Task description – Go through the listing and set it down exactly, leaving out its pictures.

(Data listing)
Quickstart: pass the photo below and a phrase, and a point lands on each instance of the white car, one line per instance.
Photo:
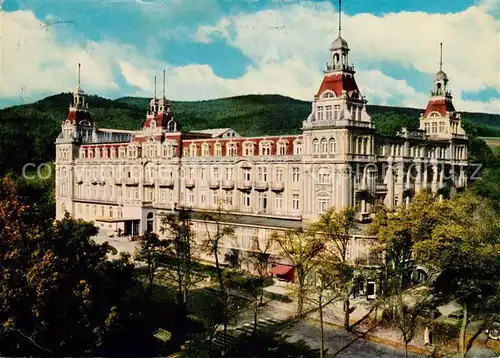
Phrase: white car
(494, 331)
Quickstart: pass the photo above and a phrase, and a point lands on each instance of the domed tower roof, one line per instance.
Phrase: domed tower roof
(339, 43)
(441, 76)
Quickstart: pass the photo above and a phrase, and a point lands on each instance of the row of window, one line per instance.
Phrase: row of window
(248, 149)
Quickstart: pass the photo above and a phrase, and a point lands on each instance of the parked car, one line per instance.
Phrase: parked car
(429, 312)
(494, 331)
(454, 317)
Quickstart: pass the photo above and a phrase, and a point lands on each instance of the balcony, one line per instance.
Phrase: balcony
(408, 186)
(277, 186)
(132, 181)
(381, 187)
(189, 183)
(261, 185)
(228, 184)
(164, 182)
(245, 185)
(214, 184)
(361, 187)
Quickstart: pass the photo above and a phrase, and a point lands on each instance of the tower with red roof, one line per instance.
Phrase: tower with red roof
(440, 120)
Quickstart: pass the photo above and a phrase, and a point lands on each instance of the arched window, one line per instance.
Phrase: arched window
(324, 146)
(248, 148)
(333, 146)
(315, 146)
(297, 147)
(281, 147)
(218, 149)
(323, 176)
(150, 222)
(231, 149)
(205, 150)
(265, 148)
(323, 203)
(192, 150)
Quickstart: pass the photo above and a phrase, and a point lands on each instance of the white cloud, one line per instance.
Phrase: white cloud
(34, 62)
(287, 47)
(409, 39)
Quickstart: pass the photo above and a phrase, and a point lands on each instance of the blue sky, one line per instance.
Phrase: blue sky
(214, 49)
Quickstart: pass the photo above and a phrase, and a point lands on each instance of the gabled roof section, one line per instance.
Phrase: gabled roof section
(338, 82)
(441, 105)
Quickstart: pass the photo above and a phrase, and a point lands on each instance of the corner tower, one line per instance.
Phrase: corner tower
(159, 116)
(440, 119)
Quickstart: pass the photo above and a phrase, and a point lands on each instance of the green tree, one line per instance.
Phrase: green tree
(179, 253)
(151, 252)
(216, 233)
(465, 247)
(59, 294)
(337, 227)
(303, 249)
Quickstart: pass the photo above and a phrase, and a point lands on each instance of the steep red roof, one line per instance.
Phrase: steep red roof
(337, 83)
(78, 116)
(441, 105)
(161, 120)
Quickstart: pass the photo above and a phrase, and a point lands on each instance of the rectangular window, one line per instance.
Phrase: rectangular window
(263, 202)
(279, 201)
(279, 175)
(441, 127)
(323, 204)
(215, 173)
(328, 112)
(229, 174)
(336, 111)
(295, 202)
(246, 200)
(246, 174)
(320, 113)
(262, 174)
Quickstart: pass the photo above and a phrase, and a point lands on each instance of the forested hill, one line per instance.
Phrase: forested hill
(28, 132)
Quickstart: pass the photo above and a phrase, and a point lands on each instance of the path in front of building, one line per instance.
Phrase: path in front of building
(309, 331)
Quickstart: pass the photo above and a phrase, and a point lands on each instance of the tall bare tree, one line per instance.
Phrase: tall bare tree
(303, 249)
(218, 230)
(337, 227)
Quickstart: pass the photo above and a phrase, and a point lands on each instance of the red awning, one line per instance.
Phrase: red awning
(280, 270)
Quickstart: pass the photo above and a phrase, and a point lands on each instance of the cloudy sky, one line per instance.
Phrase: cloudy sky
(220, 48)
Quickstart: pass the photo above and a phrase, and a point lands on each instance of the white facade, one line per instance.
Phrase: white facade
(129, 179)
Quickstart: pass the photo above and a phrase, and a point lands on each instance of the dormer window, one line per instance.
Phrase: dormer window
(281, 147)
(218, 150)
(248, 148)
(192, 149)
(320, 113)
(297, 147)
(231, 149)
(205, 150)
(132, 152)
(265, 148)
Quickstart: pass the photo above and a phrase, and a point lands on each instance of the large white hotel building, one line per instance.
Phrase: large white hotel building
(128, 180)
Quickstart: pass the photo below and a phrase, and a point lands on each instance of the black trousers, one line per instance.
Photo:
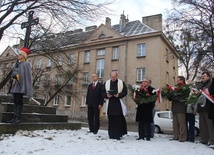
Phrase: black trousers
(144, 130)
(18, 98)
(94, 119)
(117, 126)
(190, 120)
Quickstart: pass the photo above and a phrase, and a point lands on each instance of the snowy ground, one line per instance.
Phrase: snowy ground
(80, 142)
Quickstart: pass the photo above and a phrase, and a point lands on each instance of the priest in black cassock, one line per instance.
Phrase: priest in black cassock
(114, 90)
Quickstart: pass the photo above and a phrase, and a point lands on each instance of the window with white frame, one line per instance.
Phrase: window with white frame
(59, 60)
(141, 73)
(71, 59)
(101, 52)
(49, 63)
(58, 79)
(100, 67)
(87, 56)
(115, 53)
(71, 81)
(46, 99)
(39, 63)
(47, 80)
(83, 101)
(141, 50)
(86, 77)
(68, 100)
(56, 100)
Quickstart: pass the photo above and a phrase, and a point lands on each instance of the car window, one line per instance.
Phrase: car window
(163, 115)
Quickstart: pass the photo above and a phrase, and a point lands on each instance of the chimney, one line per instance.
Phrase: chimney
(78, 30)
(154, 21)
(122, 22)
(90, 28)
(108, 22)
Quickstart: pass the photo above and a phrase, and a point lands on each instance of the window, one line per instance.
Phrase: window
(68, 100)
(141, 50)
(87, 56)
(167, 55)
(71, 81)
(49, 63)
(141, 73)
(59, 60)
(56, 100)
(83, 101)
(39, 64)
(71, 59)
(47, 80)
(86, 78)
(100, 68)
(100, 52)
(58, 80)
(115, 53)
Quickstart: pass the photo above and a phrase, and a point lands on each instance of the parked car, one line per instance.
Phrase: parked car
(163, 122)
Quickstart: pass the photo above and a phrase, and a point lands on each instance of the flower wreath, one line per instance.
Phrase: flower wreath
(141, 95)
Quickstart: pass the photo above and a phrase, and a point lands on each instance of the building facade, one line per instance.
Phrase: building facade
(135, 49)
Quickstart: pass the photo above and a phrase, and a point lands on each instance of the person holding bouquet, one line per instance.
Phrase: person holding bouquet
(144, 115)
(179, 108)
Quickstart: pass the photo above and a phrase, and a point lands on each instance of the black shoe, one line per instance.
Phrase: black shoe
(11, 121)
(16, 121)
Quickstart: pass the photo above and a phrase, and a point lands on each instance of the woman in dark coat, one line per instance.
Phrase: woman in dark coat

Exercise output –
Quickstart: pass the photo below and a phrase, and a point lands on each instance of the white car, one line per instance.
Photo:
Phrase: white car
(494, 331)
Quickstart: pass the photo above and a phrase, and a point lands on each instance of the domed tower roof, one line per instance.
Phrase: domed tower roof
(339, 43)
(441, 76)
Quickstart: pass the photo above and a phrase, and a point lands on each instance of the row of window, one line per instance.
Phrase: row of window
(248, 149)
Quickstart: pass the photo above and a phrase, and a point lands on each instance of the parked car, one line per instance.
Phrase: parked car
(429, 312)
(494, 331)
(454, 317)
Quickstart: pass the photo above and a phrase, and a point lands on each instance of the balcony, one line per instance.
Phrase: balcony
(408, 186)
(277, 186)
(132, 181)
(381, 187)
(189, 183)
(261, 185)
(228, 184)
(164, 182)
(245, 185)
(214, 184)
(361, 187)
Quickstart: pass the photo above and a phrase, and a point lands on each instance of the tower with red roof, one line per instance.
Phrase: tower with red roof
(440, 120)
Quickstart: pass the photo above and a phrase, and a point lands on each instance of the arched window, one line per instance.
Phrase: arched window
(324, 146)
(248, 148)
(333, 146)
(315, 146)
(297, 147)
(281, 147)
(218, 149)
(323, 176)
(150, 222)
(231, 149)
(205, 150)
(265, 148)
(323, 203)
(192, 150)
Quickstart: pass the photo above and a phrase, and a point lands on each instance of the white cloud, one line per instance.
Phrase: white cloud
(34, 62)
(287, 47)
(409, 39)
Quickstart: pass the photo above and a phrase, and a point lands on each instance of the blue sky, one line per instance.
Phrase: blue sky
(214, 49)
Quickstart: pass the photo above and a phrase, and a point lands on each instance of the gabled roof section, one line per instance.
Phrase: gabled roof section
(338, 82)
(441, 105)
Quickstart: pass the photo above and a phrase, and a point lands on each instance of the corner tower, one line per instance.
Phrase: corner tower
(159, 116)
(440, 119)
Quickstart: pass the photo above and a phrase, and a point lands on each instance of the green tree, one line per instance.
Phrase: green tree
(179, 253)
(151, 252)
(216, 233)
(465, 247)
(59, 294)
(337, 227)
(303, 249)
Quickstart: pass the photo above and a phrase, and a point lands on each instance of the steep red roof, one line per instance.
Phrase: steep red roof
(337, 83)
(78, 116)
(441, 105)
(161, 120)
Quickstart: pass the photo above and a phrase, and a point lands on each instance of the rectangular window, one line per instance.
Phrase: rectangular window
(263, 202)
(279, 201)
(279, 175)
(441, 127)
(323, 204)
(215, 173)
(328, 112)
(229, 174)
(336, 111)
(295, 202)
(246, 200)
(246, 174)
(320, 113)
(262, 174)
Quickstart: pass the photo above and a phrase, and a point lands on each instance of the forested hill, one line per instance.
Phrase: forested hill
(28, 132)
Quickstart: pass the photo above and a phrase, and a point lands on each instance of the path in front of building, one line per instance.
Phrase: path in front of building
(309, 331)
Quickstart: pass the photo above and a phrase, and a point lands on each instance of the tall bare tree, one line per instance.
Phrase: tall bare tree
(303, 249)
(218, 230)
(337, 227)
Quickstart: pass the photo above and a phrase, and a point lands on each instance of the red awning, one line per instance.
Phrase: red awning
(280, 270)
Quickstart: pass the photo above and a phrase, and a point lands on each instance of the cloudy sky, one line per instance.
Phrase: cloudy sky
(220, 48)
Quickstart: pass the photo above and a phrase, and a point lands on each instance of the white facade, one line per instance.
Phrase: white facade
(129, 179)
Quickstart: pass the photo above and a phrase, and a point lands on each instance of the dormer window, one line per instance.
Phrase: dormer window
(281, 147)
(218, 150)
(248, 148)
(192, 149)
(320, 113)
(297, 147)
(231, 149)
(205, 150)
(132, 152)
(265, 148)
Quickstart: pass the photo above and a phrase, and a point lands on each instance of the large white hotel building, one line per instance.
Phrase: large white hotel building
(128, 180)
Quickstart: pass the photo below and a phrase, and a point lands on each instance of the black trousers, one line per instance.
Photo:
Phrase: black trousers
(144, 130)
(18, 98)
(94, 119)
(117, 126)
(190, 120)
Quickstart: pass the photo above and a phrase, and a point lands on each instance of the snowy ground, one line per instance.
Phrase: snowy ground
(80, 142)
Quickstart: pass the photo above and a phrase, and a point lands on each instance of the priest in black cassock, one line per instance.
Phrase: priest in black cassock
(114, 90)
Quickstart: pass the photo above and a phrase, and a point lands on each instance of the window with white frame, one line per instance.
Phrase: window with white frame
(59, 60)
(141, 73)
(71, 59)
(101, 52)
(49, 63)
(58, 79)
(100, 67)
(87, 56)
(115, 53)
(71, 81)
(46, 99)
(39, 63)
(47, 80)
(83, 101)
(141, 50)
(86, 77)
(68, 100)
(56, 100)
Quickstart: pass the photo above and a phrase, and a point lands on each instance of the car window, one line per instance.
Phrase: car window
(163, 115)
Quickstart: pass the photo above and a phrase, and a point lands on each instance of the chimney, one line per instance.
Phrase: chimney
(78, 30)
(154, 21)
(122, 22)
(90, 28)
(108, 22)
Quickstart: pass the photo above and a phrase, and a point lands on each instance of the window, one line per instance.
Phrase: window
(68, 100)
(141, 50)
(87, 56)
(167, 55)
(71, 81)
(49, 63)
(141, 73)
(59, 60)
(56, 100)
(83, 101)
(39, 64)
(71, 59)
(47, 80)
(86, 78)
(100, 68)
(100, 52)
(58, 80)
(115, 53)
Quickstart: pass the photo above and a phrase, and a point lands on each instance of the parked car, one line per instance.
Phrase: parked car
(163, 122)
Quickstart: pass the photo above and a phrase, and a point lands on each instance of the flower wreath, one line per instance.
Phrase: flower wreath
(141, 95)
Quickstart: pass the photo above and a phrase, and a point lands on each instance of the building facade, one line per instance.
Phrase: building facade
(135, 49)
Quickstart: pass the photo above and a phrase, and a point lands on each instance of the person holding bouquet, one line per instance.
Phrase: person holding bouquet
(144, 115)
(179, 108)
Quickstart: pass the photo above and a phrase, and a point lands on each instance of the black shoe, one line per instance.
Phrase: black shoe
(11, 121)
(16, 121)
Quickstart: pass the photo above and a phrase, and a point lands on each instance of the woman in dark coat, one line per instance.
Phrase: woman in dark coat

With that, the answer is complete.